=== Set problem ===
Write the next part of the passage below about the Newhaven post office and its temporary portakabin, starting after its final sentence.

Kevin Ray also promised to keep the town council up to date with developments, but he has not done so. On 19 May, Newhaven town council had to write again to him. The council said, "You haven't told us what is happening. You haven't kept us up to date. What's the position?" Yesterday, I rang Kevin Ray. He told me that there is now a problem with the roof of the building that they had hoped to used, and that the moving date has now been put back to 9 October, at the very earliest. Meanwhile, there is doubt about planning permission for the temporary building.

Does the Post Office intend to attempt to renew temporary permission for the portakabin, which has already been in the carpark for six months? The permission to keep it there expires in June, and I should like to know whether it will be renewed. Lewes district councillors are not very happy at the thought of renewing permission to keep a portakabin in a carpark. They think not only that the portakabin is unsightly, but that that is not how the Post Office should be run. There is no guarantee that the application will be approved.

In January, when the problem first arose, I said to the Post Office, "Let us put the post office back into the sorting office. It is sitting empty, and people are used to going there. It is purpose-built as a post office. Why don't you go back in there?" The Post Office said that it would consider it. Subsequently, I was given a ludicrous estimate of the costs of returning to the sorting office. I was told that it would cost almost £250,000, although it had been sitting empty since it was vacated. I do not know why it should cost so much. All the security and other arrangements have already been installed and, presumably, could be reactivated.

Yesterday, the Post Office told me that perhaps it could go back into the sorting office, and that it may cost only £20,000. That is a miracle! The cost of the move has been transformed from £250,000 to £20,000.

What about the waste of public money? If it is now possible to return to the sorting office for £20,000, why could not that money have been spent before the post office was closed, in December? Why has the Post Office wasted public money on getting a portakabin, only to plan on spending more money either on continuing to use the portakabin or on returning to the sorting office? It does not make financial sense.

=== Extracted material ===
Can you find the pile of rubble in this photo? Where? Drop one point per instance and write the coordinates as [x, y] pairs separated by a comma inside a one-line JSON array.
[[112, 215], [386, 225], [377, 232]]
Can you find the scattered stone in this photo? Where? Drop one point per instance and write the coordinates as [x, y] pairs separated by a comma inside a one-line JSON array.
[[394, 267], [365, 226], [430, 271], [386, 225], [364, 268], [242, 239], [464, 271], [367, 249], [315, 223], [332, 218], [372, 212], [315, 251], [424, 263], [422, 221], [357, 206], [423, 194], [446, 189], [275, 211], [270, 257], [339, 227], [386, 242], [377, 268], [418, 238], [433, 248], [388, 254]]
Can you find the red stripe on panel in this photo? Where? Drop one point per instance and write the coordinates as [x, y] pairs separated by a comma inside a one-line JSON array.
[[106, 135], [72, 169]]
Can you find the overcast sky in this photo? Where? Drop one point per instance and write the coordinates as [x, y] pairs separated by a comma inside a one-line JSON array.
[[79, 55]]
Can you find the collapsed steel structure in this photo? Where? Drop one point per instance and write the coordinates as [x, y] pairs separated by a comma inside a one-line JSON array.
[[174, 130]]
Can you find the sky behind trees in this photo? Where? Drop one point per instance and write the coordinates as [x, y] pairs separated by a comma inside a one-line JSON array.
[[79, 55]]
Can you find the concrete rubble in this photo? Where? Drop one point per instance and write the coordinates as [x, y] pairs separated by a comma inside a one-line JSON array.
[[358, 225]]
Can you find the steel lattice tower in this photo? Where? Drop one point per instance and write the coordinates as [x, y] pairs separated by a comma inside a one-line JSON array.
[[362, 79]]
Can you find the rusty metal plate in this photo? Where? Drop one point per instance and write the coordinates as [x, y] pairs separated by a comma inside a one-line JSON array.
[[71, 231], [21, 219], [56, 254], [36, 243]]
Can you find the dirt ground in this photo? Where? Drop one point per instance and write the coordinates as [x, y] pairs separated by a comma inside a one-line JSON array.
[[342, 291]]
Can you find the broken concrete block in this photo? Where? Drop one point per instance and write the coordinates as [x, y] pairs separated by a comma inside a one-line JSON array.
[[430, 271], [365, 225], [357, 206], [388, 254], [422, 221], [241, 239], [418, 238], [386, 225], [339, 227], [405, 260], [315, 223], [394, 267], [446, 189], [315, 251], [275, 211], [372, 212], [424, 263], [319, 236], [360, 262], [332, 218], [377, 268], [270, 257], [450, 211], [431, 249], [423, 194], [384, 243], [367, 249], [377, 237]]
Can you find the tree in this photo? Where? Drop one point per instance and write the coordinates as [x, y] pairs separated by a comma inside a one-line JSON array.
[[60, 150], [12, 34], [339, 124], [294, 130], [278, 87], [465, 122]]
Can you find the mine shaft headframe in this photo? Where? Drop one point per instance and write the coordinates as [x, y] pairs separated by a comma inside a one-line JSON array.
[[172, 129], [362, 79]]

=== Response to this task ===
What is the cost to the taxpayer of having a sorting office that was designed as a post office sitting empty while the Post Office pays for a portakabin in a carpark? It is absolute madness. The Post Office did not need to pay for the portakabin, because a Post Office building was waiting to be used.

There is only one alternative post office, at Denton Corner, which is a long way from Newhaven. The distance between them is not walkable, and the Denton Corner post office is accessible only by private car. The situation is hopeless. It is also ludicrous to suggest that, should the Newhaven portakabin have to close—because of generator failure, for example—people will be able to go to Denton Corner. People have been inconvenienced. I have had very many letters telling me that people have turned up at the portakabin to get their pension, but it has been closed. The situation really is most unsatisfactory.

I am not sure that the financial and contract arrangements at Newhaven were satisfactory. If they had been, the problem would not have arisen. Subsequently, the Post Office has certainly not handled the situation very well. It is unacceptable that, according to the Post Office, in October 2000–10 months after the situation arose—people will still be using a portakabin. Does the Minister think that that is fair or right? What is he going to do about getting a proper post office for Newhaven before 9 October—assuming that the date does not slip again?

I would not want unfairly to attribute blame in relation to the third issue that I should like to raise—the closure, on 31 May 2000, of a key sub-post office in my constituency. Although I do not think that the closure is the Post Office's fault, it is an important issue for my constituents.

The sub-post office serves the Studd Farm estate, in Polegate, which is a long way from other post offices. The first we knew of the matter was communicated in a letter to me, dated 5 May, from the Post Office. I find that a little odd, because no one else was told about the closure. Neither the town councillors, district councillors nor county councillors were told about the closure. I am glad that I was told about the closure, but it is unfortunate that no one else was. It is also a little odd that we were given three weeks' notice of the closure, whereas my understanding of the contract is that it specifies that three months' notice of withdrawal should be given. In fact, it has already shut. The sub-postmistress has pulled down the shutters and closed the place. That is far less than three months' notice—it is not even three weeks' notice.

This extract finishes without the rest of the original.